# 书面练习 A:
请列出下面 ES sink 分析的示例代码中在 esSinkBuilder 上调用的全部方法名。
# 书面练习 B:
根据下面的 ES sink 分析回答以下问题:
(i) 文中说 SinkFunction 接口有哪个重要的方法?
(ii) 示例代码添加的 HttpHost 使用什么地址和端口?
(iii) 示例代码传给 setBulkFlushMaxActions 的值是多少?
# 书面练习 C:
请从下面 ES sink 分析的最后一行之后接着续写。

----- 所给文本 -----

小结一下kafkasource执行流程:
接下来是ES的sink分析,其实看完了上面的分析之后,分析ES就很简单
首先咱们还是来看看一个sink有啥特点,其实和source是差不多的,也是继承AbstractRichFunction,然后有点不同的是实现的是SinkFunction,这个接口有个重要的方法就是invoke,和SourceFunction是异曲同工的。好,我们首先要知道es的sink是啥
public abstract class ElasticsearchSinkBase<T, C extends AutoCloseable> extends RichSinkFunction<T> implements CheckpointedFunction
可以看到类的写法和kafka的source差不多,也会实现CheckpointedFunction。先看看他的demo
- public class Elasticsearch7SinkExample {
-
- public static void main(String[] args) throws Exception {
-
- final ParameterTool parameterTool = ParameterTool.fromArgs(args);
-
- if (parameterTool.getNumberOfParameters() < 2) {
- System.out.println("Missing parameters!\n" +
- "Usage: --numRecords <numRecords> --index <index>");
- return;
- }
-
- final StreamExecutionEnvironment env = StreamExecutionEnvironment.getExecutionEnvironment();
- env.enableCheckpointing(5000);
-
- DataStream<Tuple2<String, String>> source = env.generateSequence(0, parameterTool.getInt("numRecords") - 1)
- .flatMap(new FlatMapFunction<Long, Tuple2<String, String>>() {
- @Override
- public void flatMap(Long value, Collector<Tuple2<String, String>> out) {
- final String key = String.valueOf(value);
- final String message = "message #" + value;
- out.collect(Tuple2.of(key, message + "update #1"));
- out.collect(Tuple2.of(key, message + "update #2"));
- }
- });
-
- List<HttpHost> httpHosts = new ArrayList<>();
- httpHosts.add(new HttpHost("127.0.0.1", 9200, "http"));
-
- ElasticsearchSink.Builder<Tuple2<String, String>> esSinkBuilder = new ElasticsearchSink.Builder<>(
- httpHosts,
- (Tuple2<String, String> element, RuntimeContext ctx, RequestIndexer indexer) -> {
- indexer.add(createIndexRequest(element.f1, parameterTool));
- indexer.add(createUpdateRequest(element, parameterTool));
- });
-
- esSinkBuilder.setFailureHandler(
- new CustomFailureHandler(parameterTool.getRequired("index")));
-
- // this instructs the sink to emit after every element, otherwise they would be buffered
- esSinkBuilder.setBulkFlushMaxActions(1);
-
- source.addSink(esSinkBuilder.build());
-
- env.execute("Elasticsearch 7.x end to end sink test example");
- }
-
- private static class CustomFailureHandler implements ActionRequestFailureHandler {
-
- private static final long serialVersionUID = 942269087742453482L;
-
- private final String index;
-
- CustomFailureHandler(String index) {
- this.index = index;
- }
-
- @Override
- public void onFailure(ActionRequest action, Throwable failure, int restStatusCode, RequestIndexer indexer) throws Throwable {
- if (action instanceof IndexRequest) {
- Map<String, Object> json = new HashMap<>();
- json.put("data", ((IndexRequest) action).source());
-
- indexer.add(
- Requests.indexRequest()

----- 给定数据 -----

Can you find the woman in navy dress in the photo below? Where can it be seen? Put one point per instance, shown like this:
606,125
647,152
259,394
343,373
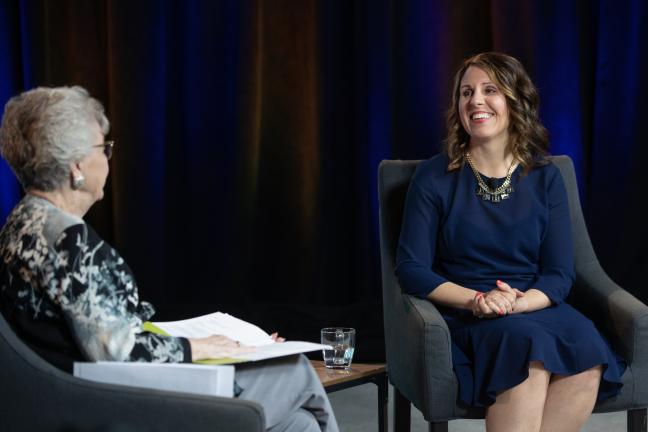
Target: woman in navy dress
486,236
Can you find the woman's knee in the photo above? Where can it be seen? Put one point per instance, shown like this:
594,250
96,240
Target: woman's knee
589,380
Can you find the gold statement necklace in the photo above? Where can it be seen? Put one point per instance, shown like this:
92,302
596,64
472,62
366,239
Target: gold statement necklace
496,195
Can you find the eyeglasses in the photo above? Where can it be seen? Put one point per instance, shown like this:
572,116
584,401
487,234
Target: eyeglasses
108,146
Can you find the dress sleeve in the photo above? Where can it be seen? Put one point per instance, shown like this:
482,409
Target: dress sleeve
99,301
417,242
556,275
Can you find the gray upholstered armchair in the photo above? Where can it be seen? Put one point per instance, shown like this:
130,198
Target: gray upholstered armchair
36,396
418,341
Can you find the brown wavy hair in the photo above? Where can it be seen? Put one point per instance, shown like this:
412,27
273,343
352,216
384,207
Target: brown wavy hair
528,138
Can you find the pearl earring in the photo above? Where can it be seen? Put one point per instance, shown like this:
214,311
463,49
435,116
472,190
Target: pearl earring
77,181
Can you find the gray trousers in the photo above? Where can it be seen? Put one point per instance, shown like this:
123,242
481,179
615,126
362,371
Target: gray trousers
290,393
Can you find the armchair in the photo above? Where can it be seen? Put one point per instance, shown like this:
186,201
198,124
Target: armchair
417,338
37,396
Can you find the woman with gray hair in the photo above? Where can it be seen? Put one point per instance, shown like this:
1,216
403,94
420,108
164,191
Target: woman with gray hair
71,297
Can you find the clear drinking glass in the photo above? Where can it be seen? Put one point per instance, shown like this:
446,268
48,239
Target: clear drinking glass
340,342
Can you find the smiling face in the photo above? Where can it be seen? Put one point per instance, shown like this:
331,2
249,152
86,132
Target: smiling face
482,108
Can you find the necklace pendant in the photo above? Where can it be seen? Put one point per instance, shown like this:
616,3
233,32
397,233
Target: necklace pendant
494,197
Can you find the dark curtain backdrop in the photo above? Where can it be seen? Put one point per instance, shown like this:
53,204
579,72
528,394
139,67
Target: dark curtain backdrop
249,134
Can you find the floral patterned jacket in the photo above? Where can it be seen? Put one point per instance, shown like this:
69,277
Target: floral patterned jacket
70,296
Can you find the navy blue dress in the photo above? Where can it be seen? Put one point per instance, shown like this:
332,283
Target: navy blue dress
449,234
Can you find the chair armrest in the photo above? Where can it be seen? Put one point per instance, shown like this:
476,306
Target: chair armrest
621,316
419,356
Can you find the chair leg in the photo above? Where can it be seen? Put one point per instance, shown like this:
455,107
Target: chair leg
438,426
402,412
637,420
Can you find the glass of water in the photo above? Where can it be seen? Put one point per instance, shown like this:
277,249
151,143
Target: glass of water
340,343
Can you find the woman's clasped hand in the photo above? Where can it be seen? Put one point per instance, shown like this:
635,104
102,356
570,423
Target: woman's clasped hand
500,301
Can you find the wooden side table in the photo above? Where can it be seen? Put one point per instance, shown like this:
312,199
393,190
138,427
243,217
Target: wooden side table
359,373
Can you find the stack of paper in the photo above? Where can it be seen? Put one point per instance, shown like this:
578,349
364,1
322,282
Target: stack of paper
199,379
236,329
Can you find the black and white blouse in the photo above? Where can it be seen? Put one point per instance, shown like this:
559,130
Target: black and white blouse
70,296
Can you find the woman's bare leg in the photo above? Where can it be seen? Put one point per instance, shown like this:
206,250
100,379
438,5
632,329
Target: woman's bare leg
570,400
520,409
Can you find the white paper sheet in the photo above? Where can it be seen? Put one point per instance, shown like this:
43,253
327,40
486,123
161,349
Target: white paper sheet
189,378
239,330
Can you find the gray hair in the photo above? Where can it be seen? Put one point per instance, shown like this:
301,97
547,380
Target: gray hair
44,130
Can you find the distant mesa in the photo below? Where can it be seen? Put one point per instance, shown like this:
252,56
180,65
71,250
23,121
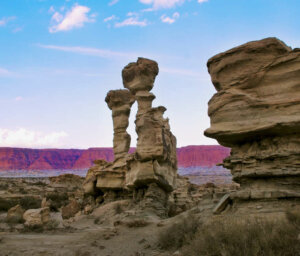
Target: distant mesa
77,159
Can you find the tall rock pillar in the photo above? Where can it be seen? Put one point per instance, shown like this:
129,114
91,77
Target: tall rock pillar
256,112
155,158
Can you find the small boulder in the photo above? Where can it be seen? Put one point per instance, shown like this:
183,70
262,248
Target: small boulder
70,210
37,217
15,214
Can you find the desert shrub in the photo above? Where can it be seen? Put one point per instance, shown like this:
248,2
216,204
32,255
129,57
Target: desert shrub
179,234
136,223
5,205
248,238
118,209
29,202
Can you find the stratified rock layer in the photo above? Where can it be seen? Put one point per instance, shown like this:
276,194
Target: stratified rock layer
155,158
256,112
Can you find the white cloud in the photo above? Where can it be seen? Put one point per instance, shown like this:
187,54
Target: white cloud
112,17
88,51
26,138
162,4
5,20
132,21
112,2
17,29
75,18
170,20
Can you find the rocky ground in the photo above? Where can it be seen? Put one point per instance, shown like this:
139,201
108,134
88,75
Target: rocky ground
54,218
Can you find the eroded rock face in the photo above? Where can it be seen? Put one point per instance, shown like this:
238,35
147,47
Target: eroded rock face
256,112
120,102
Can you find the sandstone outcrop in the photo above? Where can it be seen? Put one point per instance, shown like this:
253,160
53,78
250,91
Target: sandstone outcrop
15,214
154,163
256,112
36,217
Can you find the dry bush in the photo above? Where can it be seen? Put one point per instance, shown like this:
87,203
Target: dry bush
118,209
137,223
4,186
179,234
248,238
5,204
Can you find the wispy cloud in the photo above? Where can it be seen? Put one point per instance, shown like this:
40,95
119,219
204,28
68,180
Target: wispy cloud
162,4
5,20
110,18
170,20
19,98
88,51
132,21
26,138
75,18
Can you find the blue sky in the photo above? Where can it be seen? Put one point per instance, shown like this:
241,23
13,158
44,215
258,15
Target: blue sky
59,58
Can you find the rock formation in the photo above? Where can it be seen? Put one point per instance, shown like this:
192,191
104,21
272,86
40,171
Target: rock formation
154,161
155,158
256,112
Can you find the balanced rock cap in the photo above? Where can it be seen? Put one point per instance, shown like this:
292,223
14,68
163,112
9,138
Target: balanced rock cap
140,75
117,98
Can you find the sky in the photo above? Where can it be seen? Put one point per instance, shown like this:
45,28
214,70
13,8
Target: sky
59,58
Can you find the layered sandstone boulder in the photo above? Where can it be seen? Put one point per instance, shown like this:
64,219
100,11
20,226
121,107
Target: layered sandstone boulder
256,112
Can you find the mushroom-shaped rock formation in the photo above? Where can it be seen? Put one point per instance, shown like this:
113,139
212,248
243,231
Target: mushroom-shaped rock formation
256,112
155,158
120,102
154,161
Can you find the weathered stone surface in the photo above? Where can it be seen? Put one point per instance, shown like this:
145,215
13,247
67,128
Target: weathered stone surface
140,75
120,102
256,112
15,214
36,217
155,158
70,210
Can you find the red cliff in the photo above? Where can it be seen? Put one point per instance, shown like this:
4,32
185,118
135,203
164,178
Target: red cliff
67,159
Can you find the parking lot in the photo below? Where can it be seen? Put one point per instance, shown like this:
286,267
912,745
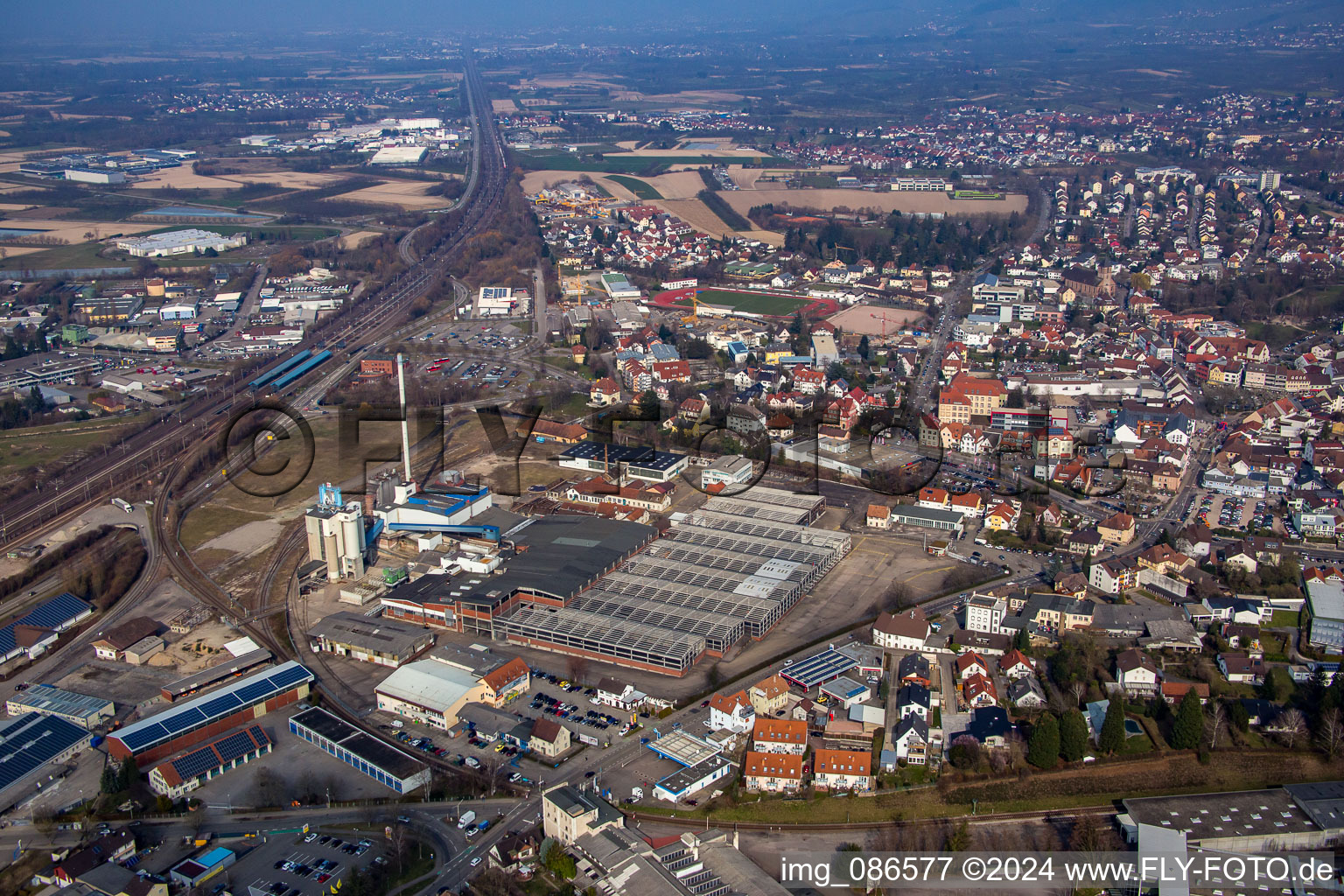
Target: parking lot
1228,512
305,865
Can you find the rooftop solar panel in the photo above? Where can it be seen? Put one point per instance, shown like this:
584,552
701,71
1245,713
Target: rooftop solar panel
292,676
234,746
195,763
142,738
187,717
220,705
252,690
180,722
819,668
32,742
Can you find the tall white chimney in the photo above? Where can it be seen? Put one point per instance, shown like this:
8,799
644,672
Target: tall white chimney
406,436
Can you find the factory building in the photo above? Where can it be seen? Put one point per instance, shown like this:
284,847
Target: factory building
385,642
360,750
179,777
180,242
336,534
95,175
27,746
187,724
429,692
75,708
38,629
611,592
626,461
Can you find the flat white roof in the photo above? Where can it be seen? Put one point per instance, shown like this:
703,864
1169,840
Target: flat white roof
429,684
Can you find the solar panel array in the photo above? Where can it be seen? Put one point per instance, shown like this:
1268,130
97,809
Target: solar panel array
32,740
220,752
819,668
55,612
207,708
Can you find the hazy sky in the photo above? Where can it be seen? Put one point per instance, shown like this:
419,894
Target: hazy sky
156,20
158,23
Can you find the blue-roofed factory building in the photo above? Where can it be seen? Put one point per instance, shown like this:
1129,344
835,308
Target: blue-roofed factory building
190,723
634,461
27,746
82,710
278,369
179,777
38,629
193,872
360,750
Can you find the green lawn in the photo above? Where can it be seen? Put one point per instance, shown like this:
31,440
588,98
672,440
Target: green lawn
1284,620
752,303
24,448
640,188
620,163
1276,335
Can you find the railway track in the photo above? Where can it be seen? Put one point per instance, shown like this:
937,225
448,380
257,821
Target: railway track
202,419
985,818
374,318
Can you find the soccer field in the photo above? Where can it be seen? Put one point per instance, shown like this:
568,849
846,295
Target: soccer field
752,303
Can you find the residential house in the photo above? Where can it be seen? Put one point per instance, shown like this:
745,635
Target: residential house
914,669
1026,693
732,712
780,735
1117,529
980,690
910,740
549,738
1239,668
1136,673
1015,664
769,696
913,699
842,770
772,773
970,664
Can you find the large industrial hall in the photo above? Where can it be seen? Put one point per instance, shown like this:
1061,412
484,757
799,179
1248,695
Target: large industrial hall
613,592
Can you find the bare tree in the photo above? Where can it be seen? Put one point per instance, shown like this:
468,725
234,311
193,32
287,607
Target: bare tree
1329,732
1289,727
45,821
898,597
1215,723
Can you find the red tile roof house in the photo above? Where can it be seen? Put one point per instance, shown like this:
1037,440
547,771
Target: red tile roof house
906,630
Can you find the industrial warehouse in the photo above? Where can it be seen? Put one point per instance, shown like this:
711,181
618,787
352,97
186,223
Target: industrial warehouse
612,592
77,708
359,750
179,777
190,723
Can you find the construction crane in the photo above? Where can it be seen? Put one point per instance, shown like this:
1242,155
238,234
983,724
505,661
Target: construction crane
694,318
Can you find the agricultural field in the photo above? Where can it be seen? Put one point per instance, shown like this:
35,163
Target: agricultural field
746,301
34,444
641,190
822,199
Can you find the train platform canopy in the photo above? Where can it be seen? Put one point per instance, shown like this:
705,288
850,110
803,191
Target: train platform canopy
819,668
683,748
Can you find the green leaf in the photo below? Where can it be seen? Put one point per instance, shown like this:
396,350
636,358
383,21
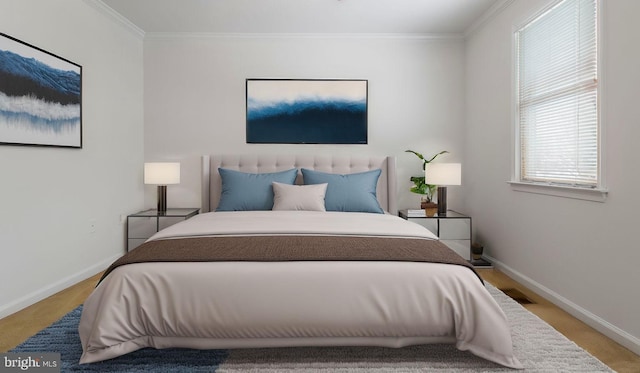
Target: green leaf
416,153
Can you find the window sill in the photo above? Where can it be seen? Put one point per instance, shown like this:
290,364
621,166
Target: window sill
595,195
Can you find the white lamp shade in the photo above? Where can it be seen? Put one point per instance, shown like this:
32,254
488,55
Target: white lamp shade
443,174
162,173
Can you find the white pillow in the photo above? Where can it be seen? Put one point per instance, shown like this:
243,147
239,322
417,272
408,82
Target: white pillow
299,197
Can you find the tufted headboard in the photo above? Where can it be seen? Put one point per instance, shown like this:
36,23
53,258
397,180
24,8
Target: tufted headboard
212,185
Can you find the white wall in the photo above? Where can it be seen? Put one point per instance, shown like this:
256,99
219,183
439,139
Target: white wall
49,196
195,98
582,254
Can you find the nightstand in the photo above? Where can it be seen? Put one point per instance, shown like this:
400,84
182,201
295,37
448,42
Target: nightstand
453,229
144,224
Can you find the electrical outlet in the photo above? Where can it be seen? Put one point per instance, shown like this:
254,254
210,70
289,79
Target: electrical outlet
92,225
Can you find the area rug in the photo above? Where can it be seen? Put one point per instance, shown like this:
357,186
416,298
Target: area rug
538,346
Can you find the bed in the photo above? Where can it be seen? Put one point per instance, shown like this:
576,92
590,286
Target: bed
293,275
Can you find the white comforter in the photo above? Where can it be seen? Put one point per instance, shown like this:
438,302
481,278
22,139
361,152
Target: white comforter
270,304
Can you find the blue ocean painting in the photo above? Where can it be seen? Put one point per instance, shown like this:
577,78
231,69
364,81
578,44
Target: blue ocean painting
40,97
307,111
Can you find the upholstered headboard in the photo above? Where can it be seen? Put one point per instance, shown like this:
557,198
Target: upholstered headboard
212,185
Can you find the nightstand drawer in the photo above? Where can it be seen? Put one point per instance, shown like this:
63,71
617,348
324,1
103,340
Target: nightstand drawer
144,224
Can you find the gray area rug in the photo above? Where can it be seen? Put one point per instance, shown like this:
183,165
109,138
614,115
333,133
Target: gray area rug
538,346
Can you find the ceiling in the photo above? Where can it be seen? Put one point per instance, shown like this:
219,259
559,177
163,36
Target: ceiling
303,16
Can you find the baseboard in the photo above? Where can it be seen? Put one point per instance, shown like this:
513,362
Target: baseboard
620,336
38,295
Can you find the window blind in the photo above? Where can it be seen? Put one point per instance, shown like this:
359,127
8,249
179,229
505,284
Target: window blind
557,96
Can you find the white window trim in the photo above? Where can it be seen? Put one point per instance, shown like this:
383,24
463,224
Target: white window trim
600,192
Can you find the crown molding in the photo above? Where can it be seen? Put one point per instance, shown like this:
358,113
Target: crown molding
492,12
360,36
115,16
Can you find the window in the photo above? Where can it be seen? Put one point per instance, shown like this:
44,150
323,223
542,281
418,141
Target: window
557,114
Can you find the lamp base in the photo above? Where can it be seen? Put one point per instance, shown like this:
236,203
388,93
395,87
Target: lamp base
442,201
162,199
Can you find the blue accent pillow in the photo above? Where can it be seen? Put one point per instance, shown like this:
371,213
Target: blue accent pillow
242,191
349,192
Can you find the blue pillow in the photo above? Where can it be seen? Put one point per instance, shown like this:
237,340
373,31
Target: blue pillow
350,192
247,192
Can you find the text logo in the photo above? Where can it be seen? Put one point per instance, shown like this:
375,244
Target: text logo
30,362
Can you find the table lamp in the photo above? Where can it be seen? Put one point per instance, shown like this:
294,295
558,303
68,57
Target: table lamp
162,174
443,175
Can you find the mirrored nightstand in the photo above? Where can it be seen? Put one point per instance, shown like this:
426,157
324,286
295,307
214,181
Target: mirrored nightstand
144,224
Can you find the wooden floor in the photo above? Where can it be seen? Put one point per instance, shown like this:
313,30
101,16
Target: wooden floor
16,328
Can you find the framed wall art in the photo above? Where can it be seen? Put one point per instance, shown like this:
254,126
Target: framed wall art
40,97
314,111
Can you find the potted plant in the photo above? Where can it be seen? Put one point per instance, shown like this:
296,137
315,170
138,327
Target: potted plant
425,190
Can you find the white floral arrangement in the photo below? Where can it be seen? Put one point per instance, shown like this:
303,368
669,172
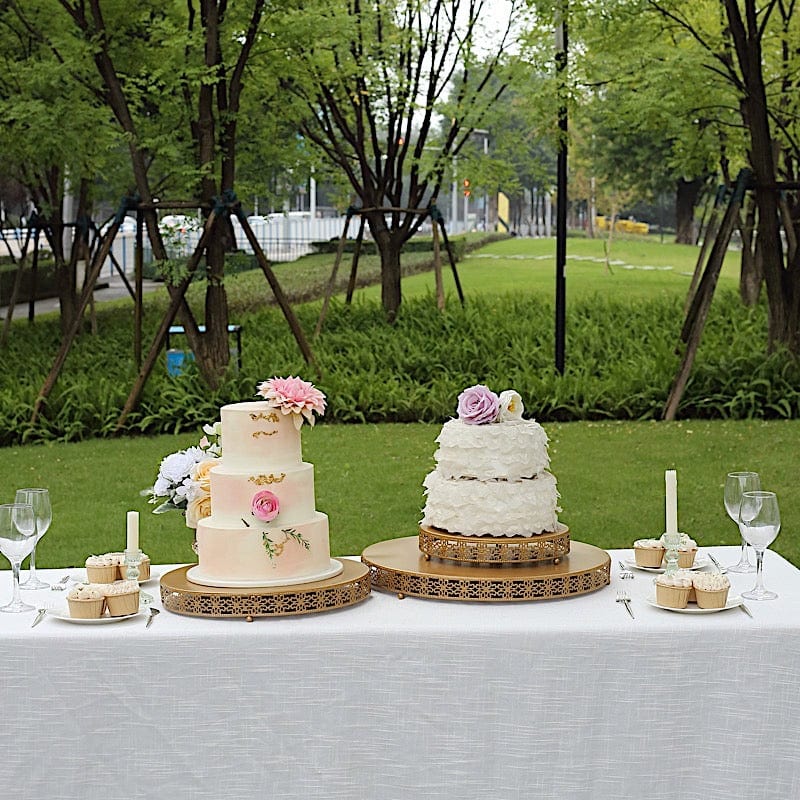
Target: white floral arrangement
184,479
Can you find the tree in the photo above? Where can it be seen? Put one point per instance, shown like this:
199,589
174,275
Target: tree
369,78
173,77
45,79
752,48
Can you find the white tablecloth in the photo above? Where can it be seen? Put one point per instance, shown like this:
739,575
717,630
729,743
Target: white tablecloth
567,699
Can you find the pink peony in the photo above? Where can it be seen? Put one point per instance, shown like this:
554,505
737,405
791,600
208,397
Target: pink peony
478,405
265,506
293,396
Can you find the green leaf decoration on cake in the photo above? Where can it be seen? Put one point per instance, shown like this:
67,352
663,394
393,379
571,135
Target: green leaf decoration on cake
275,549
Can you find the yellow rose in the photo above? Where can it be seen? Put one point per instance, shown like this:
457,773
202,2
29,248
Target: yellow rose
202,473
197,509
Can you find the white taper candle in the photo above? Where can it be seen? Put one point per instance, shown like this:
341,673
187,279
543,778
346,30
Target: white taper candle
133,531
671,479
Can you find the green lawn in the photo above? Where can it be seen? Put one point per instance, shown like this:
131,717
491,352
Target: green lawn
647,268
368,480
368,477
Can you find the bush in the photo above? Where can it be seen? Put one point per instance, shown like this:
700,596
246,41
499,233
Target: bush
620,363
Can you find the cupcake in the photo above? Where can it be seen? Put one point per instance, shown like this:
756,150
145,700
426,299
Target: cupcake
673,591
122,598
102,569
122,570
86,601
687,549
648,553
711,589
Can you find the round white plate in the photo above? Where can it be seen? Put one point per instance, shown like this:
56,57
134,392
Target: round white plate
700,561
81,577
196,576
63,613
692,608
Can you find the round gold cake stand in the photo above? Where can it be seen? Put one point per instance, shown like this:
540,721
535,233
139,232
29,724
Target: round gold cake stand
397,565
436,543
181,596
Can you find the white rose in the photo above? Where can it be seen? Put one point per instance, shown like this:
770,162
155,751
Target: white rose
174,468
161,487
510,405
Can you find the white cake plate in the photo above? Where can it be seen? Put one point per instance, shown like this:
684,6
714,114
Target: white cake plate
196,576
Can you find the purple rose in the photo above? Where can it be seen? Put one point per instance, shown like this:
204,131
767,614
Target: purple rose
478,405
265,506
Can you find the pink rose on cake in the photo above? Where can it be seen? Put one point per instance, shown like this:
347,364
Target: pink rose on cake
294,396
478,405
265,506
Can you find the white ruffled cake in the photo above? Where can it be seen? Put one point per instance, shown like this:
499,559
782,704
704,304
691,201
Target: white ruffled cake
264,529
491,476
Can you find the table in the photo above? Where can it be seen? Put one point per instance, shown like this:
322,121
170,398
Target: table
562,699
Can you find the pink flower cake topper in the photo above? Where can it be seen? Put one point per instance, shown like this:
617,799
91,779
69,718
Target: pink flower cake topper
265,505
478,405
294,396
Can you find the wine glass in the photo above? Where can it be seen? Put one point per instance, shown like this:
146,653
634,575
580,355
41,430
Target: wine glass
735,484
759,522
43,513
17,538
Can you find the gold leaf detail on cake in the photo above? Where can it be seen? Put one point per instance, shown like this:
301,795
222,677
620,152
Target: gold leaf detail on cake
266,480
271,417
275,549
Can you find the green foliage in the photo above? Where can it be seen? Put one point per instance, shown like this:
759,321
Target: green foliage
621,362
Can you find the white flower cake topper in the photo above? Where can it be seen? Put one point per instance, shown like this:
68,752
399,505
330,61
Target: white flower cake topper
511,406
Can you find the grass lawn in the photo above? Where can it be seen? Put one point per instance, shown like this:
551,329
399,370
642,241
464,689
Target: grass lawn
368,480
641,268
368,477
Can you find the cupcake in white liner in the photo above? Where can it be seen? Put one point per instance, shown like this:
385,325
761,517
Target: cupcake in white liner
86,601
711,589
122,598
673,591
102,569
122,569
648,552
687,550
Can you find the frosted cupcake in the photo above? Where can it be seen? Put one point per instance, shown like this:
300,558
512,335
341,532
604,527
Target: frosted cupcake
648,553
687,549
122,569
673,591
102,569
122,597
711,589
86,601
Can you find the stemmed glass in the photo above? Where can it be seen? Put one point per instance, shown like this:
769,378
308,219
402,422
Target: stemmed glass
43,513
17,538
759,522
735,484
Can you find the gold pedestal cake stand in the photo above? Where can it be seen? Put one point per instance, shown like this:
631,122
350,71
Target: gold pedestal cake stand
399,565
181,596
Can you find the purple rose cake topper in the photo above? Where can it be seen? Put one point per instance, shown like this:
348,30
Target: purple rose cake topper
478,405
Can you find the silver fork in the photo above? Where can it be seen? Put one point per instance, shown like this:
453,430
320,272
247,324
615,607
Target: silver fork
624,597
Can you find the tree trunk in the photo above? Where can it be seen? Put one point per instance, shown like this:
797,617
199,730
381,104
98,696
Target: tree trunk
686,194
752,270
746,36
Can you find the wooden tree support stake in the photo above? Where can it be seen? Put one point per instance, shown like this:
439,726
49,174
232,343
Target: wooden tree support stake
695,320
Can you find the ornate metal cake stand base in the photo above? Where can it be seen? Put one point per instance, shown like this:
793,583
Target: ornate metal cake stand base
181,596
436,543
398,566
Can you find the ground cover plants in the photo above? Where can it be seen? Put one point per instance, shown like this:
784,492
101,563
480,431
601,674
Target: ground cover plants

-----

# 练习解答 A:
setFailureHandler、setBulkFlushMaxActions、build

# 练习解答 B:
(i) invoke
(ii) 地址 127.0.0.1,端口 9200
(iii) 1

# 练习解答 C:
- .index(index)
- .id(((IndexRequest) action).id())
- .source(json));
- } else {
- throw new IllegalStateException("unexpected");
- }
- }
- }
-
- private static IndexRequest createIndexRequest(String element, ParameterTool parameterTool) {
- Map<String, Object> json = new HashMap<>();
- json.put("data", element);
-
- String index;
- String type;
-
- if (element.startsWith("message #15")) {
- index = ":intentional invalid index:";
- type = ":intentional invalid type:";
- } else {
- index = parameterTool.getRequired("index");
- }
-
- return Requests.indexRequest()
- .index(index)
- .id(element)
- .source(json);
- }
-
- private static UpdateRequest createUpdateRequest(Tuple2<String, String> element, ParameterTool parameterTool) {
- Map<String, Object> json = new HashMap<>();
- json.put("data", element.f1);
-
- return new UpdateRequest(
- parameterTool.getRequired("index"),
- parameterTool.getRequired("type"),
- element.f0)
- .doc(json)
- .upsert(json);
- }
- }
可以看到这里并不是直接把ESsink创建出来扔进env的,而是先创建一个builder,然后在build出来再扔进去。为啥要这样呀?那这就是经典的builder设计模式了,你会发现,创建builder的时候传了一个httphost和一个esFunction,这个esfunction就是咱们把获取到的数据组装成es需要的格式,然后扔给es client,然后builder还会set一下其他属性。这些属性到时候都是要传给essink的,所以用builder模式可以达到灵活插拔,想给essink注入啥属性就注入啥属性。说完这个builder之后其实最重要的还是要关注invoke和open是如何调用的以及何时调用的。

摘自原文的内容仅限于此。